DIRECTIONS FOR THIS TASK:
Can you turn the listing, from its start through the line containing "[121,25,276,512]", into a Markdown table with the columns Row and Line, skipping blank lines and leaving out the pictures?
━━━ ENTRIES SUPPLIED
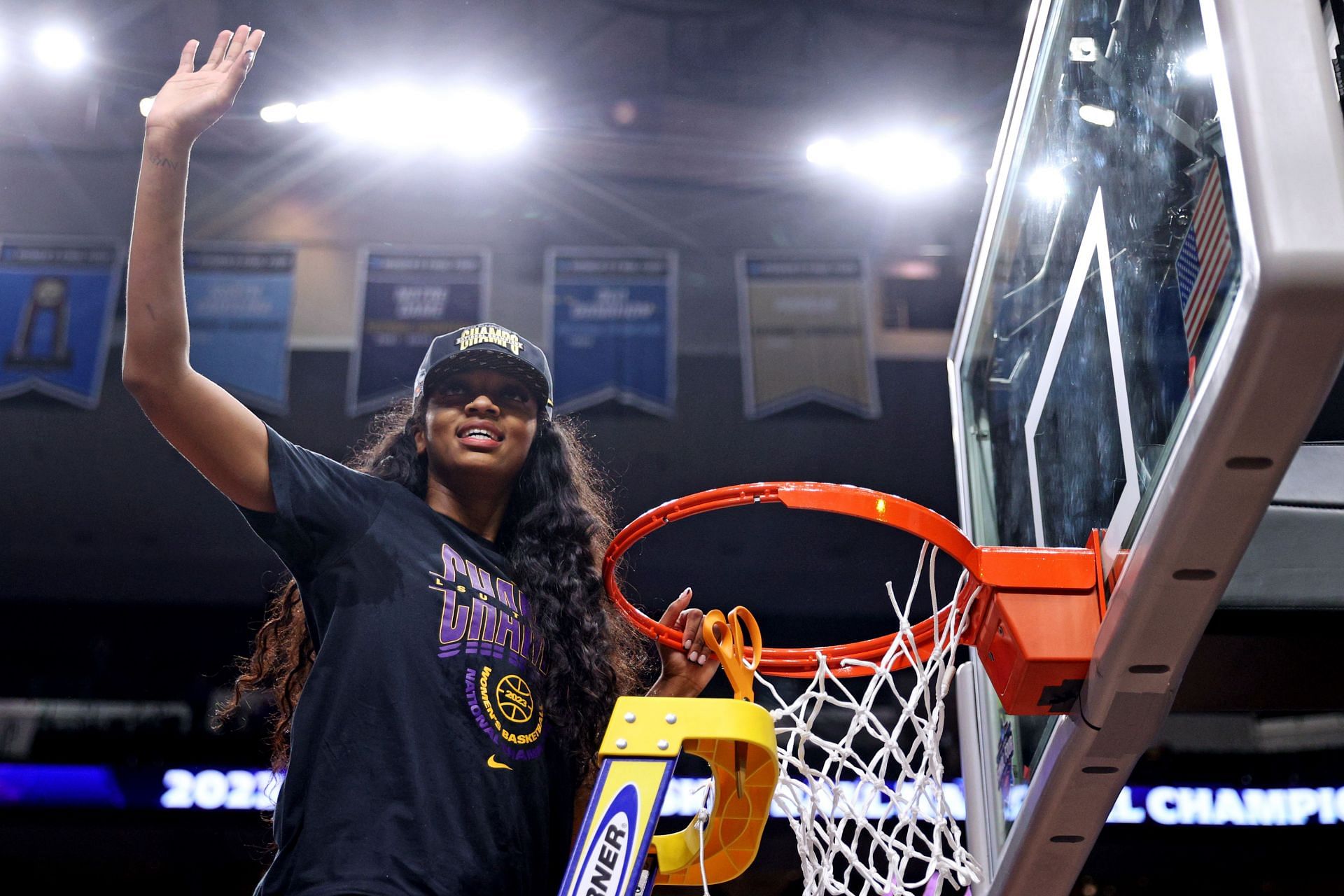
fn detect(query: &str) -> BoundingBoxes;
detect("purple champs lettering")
[466,560,495,598]
[495,612,523,653]
[466,598,498,642]
[495,579,523,612]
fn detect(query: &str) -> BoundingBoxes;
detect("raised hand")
[145,25,266,144]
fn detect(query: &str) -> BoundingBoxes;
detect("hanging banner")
[183,243,294,414]
[546,247,676,416]
[738,253,882,418]
[345,246,491,416]
[0,237,120,408]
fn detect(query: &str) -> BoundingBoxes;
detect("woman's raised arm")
[121,25,276,512]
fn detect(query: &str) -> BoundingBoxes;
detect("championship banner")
[345,246,491,416]
[738,253,882,418]
[0,238,118,408]
[546,247,676,416]
[183,243,294,414]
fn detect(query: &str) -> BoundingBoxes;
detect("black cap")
[414,323,554,419]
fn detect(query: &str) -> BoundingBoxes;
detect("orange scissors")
[701,607,761,798]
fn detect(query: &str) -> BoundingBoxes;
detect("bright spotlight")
[848,133,961,193]
[294,99,336,125]
[32,25,85,71]
[808,137,849,168]
[1185,47,1214,78]
[1027,165,1068,202]
[442,90,531,158]
[304,85,531,158]
[260,102,298,124]
[1078,106,1116,127]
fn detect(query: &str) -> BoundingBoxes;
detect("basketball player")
[122,25,716,896]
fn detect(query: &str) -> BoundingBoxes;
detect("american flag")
[1176,162,1233,352]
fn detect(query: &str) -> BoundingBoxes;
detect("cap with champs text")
[414,323,554,419]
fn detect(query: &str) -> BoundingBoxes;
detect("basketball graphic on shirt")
[495,674,532,724]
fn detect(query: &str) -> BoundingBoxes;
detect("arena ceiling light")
[806,132,961,195]
[32,25,88,71]
[260,102,298,125]
[294,85,531,158]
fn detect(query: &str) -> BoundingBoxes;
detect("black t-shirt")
[236,430,574,896]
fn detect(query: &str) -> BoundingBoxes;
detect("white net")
[758,542,980,896]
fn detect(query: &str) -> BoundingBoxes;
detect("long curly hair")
[215,399,648,778]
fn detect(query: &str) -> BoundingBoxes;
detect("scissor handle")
[701,607,761,700]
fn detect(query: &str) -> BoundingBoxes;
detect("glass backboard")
[949,0,1338,892]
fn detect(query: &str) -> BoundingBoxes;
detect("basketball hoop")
[602,482,1105,715]
[602,482,1105,896]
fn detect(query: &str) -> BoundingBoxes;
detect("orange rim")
[602,482,983,678]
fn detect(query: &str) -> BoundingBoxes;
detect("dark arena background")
[0,0,1344,896]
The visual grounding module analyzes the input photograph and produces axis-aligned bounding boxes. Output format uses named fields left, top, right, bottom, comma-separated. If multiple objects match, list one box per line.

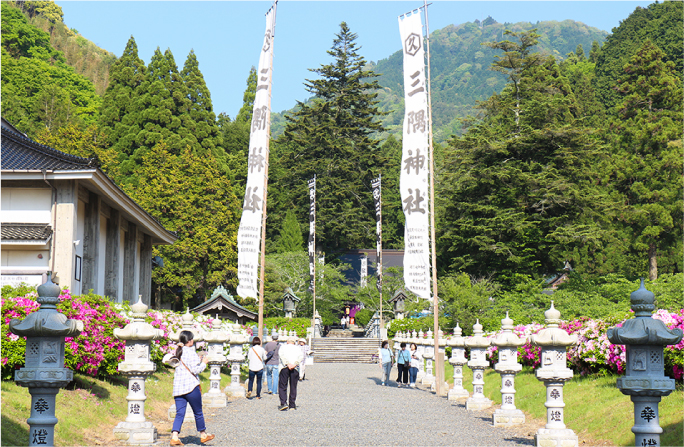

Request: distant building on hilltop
left=0, top=118, right=177, bottom=306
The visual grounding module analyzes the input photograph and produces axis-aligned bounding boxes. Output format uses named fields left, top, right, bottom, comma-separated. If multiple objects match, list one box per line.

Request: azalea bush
left=1, top=289, right=128, bottom=380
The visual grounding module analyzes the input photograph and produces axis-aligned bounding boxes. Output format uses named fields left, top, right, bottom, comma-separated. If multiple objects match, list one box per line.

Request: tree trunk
left=648, top=244, right=658, bottom=281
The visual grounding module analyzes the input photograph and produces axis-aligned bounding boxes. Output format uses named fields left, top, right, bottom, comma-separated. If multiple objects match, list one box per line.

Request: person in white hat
left=297, top=338, right=311, bottom=382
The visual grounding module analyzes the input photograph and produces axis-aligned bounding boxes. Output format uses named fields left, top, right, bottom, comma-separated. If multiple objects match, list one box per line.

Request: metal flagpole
left=423, top=0, right=444, bottom=396
left=257, top=0, right=278, bottom=337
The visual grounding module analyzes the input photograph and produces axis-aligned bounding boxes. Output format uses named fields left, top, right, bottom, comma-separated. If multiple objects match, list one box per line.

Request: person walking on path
left=278, top=338, right=302, bottom=411
left=247, top=337, right=266, bottom=399
left=397, top=343, right=411, bottom=388
left=264, top=331, right=280, bottom=394
left=170, top=331, right=214, bottom=445
left=409, top=343, right=423, bottom=388
left=380, top=340, right=394, bottom=386
left=298, top=338, right=311, bottom=382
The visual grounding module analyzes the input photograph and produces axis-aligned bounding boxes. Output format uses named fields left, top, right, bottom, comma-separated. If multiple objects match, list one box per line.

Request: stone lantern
left=420, top=329, right=435, bottom=385
left=283, top=287, right=301, bottom=318
left=465, top=320, right=492, bottom=410
left=114, top=295, right=164, bottom=444
left=492, top=312, right=526, bottom=427
left=202, top=316, right=230, bottom=413
left=530, top=301, right=578, bottom=447
left=447, top=323, right=470, bottom=400
left=9, top=272, right=83, bottom=445
left=608, top=279, right=682, bottom=446
left=389, top=289, right=407, bottom=320
left=225, top=323, right=247, bottom=397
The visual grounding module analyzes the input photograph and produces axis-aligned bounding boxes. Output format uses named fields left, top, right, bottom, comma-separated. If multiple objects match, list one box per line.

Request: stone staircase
left=311, top=337, right=380, bottom=363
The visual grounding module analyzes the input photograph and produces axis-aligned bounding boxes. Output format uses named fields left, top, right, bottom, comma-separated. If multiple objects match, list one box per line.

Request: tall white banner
left=399, top=10, right=430, bottom=298
left=237, top=8, right=275, bottom=299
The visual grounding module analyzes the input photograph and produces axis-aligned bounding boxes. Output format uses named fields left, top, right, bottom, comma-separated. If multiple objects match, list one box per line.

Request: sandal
left=200, top=435, right=216, bottom=444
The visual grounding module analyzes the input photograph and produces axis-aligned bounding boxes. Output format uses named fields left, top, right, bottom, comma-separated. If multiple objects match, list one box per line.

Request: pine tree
left=181, top=50, right=226, bottom=169
left=611, top=40, right=684, bottom=280
left=269, top=22, right=385, bottom=257
left=99, top=36, right=146, bottom=172
left=276, top=210, right=304, bottom=253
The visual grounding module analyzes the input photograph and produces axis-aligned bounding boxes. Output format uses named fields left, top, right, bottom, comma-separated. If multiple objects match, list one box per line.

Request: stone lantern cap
left=465, top=319, right=491, bottom=349
left=492, top=312, right=527, bottom=348
left=448, top=323, right=465, bottom=348
left=170, top=307, right=204, bottom=343
left=9, top=274, right=83, bottom=337
left=607, top=279, right=682, bottom=346
left=530, top=301, right=577, bottom=348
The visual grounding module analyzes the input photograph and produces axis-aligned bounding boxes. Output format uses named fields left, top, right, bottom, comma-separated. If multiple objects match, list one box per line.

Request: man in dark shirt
left=264, top=331, right=280, bottom=394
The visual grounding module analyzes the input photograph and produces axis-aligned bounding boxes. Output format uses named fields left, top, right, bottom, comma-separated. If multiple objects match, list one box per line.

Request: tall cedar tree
left=181, top=50, right=226, bottom=167
left=437, top=30, right=606, bottom=282
left=611, top=40, right=684, bottom=280
left=99, top=36, right=146, bottom=177
left=124, top=142, right=240, bottom=308
left=269, top=22, right=385, bottom=257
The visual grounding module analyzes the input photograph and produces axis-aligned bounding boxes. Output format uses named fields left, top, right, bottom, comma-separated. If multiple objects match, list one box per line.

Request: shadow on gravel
left=504, top=436, right=534, bottom=445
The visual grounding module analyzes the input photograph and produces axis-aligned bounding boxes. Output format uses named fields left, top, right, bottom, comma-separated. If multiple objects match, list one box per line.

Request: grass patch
left=445, top=363, right=684, bottom=446
left=0, top=368, right=230, bottom=446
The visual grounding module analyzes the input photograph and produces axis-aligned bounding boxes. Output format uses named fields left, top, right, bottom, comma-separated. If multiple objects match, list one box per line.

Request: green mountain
left=272, top=17, right=608, bottom=142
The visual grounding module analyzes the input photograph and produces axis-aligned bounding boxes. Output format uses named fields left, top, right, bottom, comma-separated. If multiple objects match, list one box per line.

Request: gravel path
left=188, top=363, right=533, bottom=446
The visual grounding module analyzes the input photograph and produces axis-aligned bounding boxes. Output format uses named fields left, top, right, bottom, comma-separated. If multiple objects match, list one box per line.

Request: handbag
left=180, top=360, right=202, bottom=393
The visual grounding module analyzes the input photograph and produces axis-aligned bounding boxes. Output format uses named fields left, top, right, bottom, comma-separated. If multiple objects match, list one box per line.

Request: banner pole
left=423, top=0, right=444, bottom=396
left=252, top=0, right=278, bottom=341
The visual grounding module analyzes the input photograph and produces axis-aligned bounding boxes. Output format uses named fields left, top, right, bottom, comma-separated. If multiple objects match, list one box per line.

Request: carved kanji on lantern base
left=608, top=280, right=682, bottom=446
left=492, top=312, right=525, bottom=427
left=530, top=301, right=578, bottom=447
left=114, top=296, right=164, bottom=445
left=465, top=320, right=492, bottom=411
left=9, top=272, right=83, bottom=445
left=447, top=323, right=470, bottom=400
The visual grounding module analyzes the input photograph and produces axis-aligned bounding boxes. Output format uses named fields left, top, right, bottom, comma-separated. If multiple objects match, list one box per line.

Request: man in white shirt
left=278, top=338, right=304, bottom=411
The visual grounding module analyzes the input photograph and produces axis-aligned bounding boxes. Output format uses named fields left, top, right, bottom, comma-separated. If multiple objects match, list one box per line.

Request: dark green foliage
left=275, top=210, right=304, bottom=253
left=269, top=22, right=386, bottom=257
left=125, top=143, right=240, bottom=306
left=610, top=40, right=684, bottom=279
left=2, top=2, right=100, bottom=136
left=595, top=1, right=684, bottom=109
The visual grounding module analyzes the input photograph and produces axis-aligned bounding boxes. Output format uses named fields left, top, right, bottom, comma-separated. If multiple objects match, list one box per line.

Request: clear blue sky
left=57, top=0, right=653, bottom=117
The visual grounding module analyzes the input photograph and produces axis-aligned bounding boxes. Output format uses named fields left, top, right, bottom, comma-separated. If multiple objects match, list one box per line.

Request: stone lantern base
left=493, top=408, right=525, bottom=427
left=534, top=428, right=579, bottom=447
left=466, top=396, right=492, bottom=411
left=447, top=387, right=470, bottom=400
left=114, top=422, right=160, bottom=445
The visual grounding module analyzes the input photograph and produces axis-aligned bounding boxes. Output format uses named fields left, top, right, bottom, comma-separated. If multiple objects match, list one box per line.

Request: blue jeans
left=382, top=362, right=392, bottom=385
left=266, top=365, right=279, bottom=394
left=172, top=385, right=207, bottom=433
left=247, top=369, right=264, bottom=397
left=409, top=367, right=418, bottom=385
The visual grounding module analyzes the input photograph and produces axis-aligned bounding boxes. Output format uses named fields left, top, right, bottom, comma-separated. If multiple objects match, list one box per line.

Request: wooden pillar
left=81, top=191, right=100, bottom=293
left=138, top=234, right=152, bottom=307
left=104, top=208, right=121, bottom=302
left=51, top=180, right=78, bottom=290
left=123, top=222, right=138, bottom=304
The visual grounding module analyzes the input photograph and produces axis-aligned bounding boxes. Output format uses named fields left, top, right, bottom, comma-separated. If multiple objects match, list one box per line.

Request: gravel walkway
left=181, top=363, right=533, bottom=446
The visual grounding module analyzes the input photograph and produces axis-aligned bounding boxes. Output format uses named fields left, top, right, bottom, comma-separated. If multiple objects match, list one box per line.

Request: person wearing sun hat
left=297, top=338, right=311, bottom=382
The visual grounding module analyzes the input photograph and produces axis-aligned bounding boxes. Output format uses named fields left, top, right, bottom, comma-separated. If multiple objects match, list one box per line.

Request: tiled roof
left=2, top=223, right=52, bottom=242
left=1, top=126, right=99, bottom=172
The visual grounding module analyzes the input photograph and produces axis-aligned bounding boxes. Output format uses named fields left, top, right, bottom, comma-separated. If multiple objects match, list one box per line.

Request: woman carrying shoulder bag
left=247, top=337, right=266, bottom=399
left=170, top=331, right=214, bottom=445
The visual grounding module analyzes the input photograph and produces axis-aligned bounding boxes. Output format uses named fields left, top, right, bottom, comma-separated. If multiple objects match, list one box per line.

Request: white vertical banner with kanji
left=399, top=10, right=430, bottom=298
left=237, top=8, right=275, bottom=299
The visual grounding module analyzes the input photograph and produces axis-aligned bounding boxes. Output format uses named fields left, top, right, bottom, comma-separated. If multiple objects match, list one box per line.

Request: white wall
left=95, top=215, right=107, bottom=295
left=0, top=188, right=52, bottom=224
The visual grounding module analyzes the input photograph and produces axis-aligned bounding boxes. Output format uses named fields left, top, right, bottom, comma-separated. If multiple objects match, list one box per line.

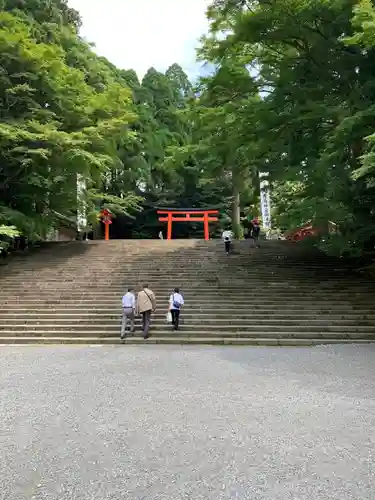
━━━━━━
TASK RESULT:
| Row | Line |
|---|---|
| 1 | fn detect(query: &str) -> BoundingBoxes; |
| 2 | detect("purple champs lettering") |
| 3 | [466,560,495,598] |
| 4 | [495,612,523,653] |
| 5 | [466,598,498,642] |
| 6 | [495,579,523,612] |
| 7 | fn detect(query: &str) -> BoundingBoxes; |
| 8 | detect("raised hand") |
| 9 | [145,25,266,144] |
| 10 | fn detect(query: &str) -> BoundingBoxes; |
| 11 | detect("hanging banner") |
| 12 | [183,243,294,414] |
| 13 | [546,247,676,416] |
| 14 | [738,253,882,418] |
| 15 | [345,246,491,416] |
| 16 | [0,237,120,408] |
| 17 | fn detect(query: &str) -> BoundingBoxes; |
| 18 | detect("woman's raised arm") |
| 19 | [121,25,276,512] |